By Natalie O’Hern
Because my family comes from Syracuse, the story of Onondaga Lake often crosses my mind. Once a beautiful lake, years of industrial dumping by Allied Chemical turned it into the “Most Polluted Lake in America.” While millions of federal dollars and years of dredging have remediated most toxins, I worry that Lake Ontario – the lake I grew up exploring – will meet the same fate.
A year ago, President Trump published his proposed federal budget for 2019. Last week, with a government shutdown looming, bickering between Trump and Democrats over funding the impractical border wall with Mexico made headlines. But Trump’s refusal to support federal environmental programs, even measures that are wildly successful, has seldom received the media attention it deserves.
For residents of the Great Lakes region like me who care about the environment, Trump’s budget plan is a disaster in the making. Funding for the Great Lakes Restoration Initiative, managed by the EPA, is slated for reduction from $300 million to $30 million – a draconian 90 percent cut.
Begun in 2010, the GLRI focuses on environmental issues in the Great Lakes Region. But the program also generates economic activity – approximately $3.35 for every federal dollar spent. Because the initiative increases tourism and property values across the Great Lakes region, it has bipartisan support in Congress.

_TASKS TO PERFORM_.
1. Quote the stretch of the piece on Great Lakes funding from "For residents of" through "90 percent cut.".
2. List every specific dollar amount given in the piece on Great Lakes funding.
The items that come next play no part in this.

_DATA FOR ANALYSIS_.
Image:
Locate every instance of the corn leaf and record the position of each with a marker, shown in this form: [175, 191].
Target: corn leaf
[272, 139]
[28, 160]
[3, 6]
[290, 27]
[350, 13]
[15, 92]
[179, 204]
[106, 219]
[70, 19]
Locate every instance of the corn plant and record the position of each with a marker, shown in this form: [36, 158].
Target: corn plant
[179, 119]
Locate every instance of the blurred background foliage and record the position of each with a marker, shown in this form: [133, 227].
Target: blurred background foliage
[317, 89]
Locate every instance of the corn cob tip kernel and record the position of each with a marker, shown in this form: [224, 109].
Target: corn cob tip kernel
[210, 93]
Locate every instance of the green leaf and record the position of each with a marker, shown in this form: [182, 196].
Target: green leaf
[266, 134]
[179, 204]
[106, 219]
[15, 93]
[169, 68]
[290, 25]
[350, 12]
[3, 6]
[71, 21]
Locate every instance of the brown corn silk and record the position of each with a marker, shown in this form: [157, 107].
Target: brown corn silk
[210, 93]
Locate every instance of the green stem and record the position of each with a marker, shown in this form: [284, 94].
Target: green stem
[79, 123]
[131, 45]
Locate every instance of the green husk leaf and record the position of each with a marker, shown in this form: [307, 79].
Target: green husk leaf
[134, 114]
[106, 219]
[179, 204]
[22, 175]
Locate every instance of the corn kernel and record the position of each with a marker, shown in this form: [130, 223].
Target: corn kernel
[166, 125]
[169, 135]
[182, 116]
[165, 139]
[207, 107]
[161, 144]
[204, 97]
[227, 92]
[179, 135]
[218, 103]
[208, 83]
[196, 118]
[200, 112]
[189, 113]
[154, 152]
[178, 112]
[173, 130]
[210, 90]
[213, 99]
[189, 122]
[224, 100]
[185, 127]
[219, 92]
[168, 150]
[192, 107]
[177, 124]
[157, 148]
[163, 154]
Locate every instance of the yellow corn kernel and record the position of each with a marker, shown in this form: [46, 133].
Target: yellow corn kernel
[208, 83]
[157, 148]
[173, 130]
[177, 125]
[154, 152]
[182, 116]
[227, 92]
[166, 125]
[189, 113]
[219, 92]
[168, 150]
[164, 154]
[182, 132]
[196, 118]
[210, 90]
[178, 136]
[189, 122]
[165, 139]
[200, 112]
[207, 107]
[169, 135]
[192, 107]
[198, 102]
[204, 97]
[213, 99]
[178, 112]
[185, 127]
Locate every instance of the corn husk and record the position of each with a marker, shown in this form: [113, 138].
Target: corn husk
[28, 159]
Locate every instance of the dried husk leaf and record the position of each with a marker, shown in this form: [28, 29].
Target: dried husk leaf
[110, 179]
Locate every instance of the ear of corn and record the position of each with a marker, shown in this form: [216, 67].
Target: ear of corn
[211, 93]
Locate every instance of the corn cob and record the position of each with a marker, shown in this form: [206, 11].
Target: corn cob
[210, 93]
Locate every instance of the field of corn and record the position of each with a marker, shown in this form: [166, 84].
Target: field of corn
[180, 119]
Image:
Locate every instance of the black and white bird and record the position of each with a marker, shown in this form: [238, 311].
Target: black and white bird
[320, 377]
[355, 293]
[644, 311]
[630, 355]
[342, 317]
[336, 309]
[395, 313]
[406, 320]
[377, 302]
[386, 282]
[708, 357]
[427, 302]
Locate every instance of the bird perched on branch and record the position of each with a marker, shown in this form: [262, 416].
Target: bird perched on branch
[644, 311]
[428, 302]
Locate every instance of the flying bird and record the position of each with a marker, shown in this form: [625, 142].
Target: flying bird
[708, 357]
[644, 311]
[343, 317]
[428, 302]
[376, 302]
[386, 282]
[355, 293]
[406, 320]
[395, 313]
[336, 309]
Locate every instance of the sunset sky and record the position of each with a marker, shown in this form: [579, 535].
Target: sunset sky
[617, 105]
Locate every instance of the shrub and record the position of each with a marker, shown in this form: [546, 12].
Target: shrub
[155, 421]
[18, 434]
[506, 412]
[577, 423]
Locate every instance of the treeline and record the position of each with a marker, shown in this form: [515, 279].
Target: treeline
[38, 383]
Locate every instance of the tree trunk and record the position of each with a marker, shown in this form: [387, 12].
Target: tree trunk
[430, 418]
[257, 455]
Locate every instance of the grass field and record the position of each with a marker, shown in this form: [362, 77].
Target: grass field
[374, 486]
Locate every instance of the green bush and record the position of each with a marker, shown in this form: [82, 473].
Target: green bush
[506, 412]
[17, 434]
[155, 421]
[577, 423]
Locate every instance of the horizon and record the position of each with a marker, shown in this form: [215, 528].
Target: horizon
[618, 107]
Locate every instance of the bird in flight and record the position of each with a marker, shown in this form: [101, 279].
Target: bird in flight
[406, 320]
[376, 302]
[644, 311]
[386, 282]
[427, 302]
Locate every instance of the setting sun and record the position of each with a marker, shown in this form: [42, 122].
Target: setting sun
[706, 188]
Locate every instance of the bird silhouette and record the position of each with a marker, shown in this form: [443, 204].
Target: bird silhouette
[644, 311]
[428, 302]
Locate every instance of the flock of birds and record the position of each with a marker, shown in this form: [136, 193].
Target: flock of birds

_WRITTEN ANSWERS_.
1.
For residents of the Great Lakes region like me who care about the environment, Trump’s budget plan is a disaster in the making. Funding for the Great Lakes Restoration Initiative, managed by the EPA, is slated for reduction from $300 million to $30 million – a draconian 90 percent cut.

2.
$300 million
$30 million
$3.35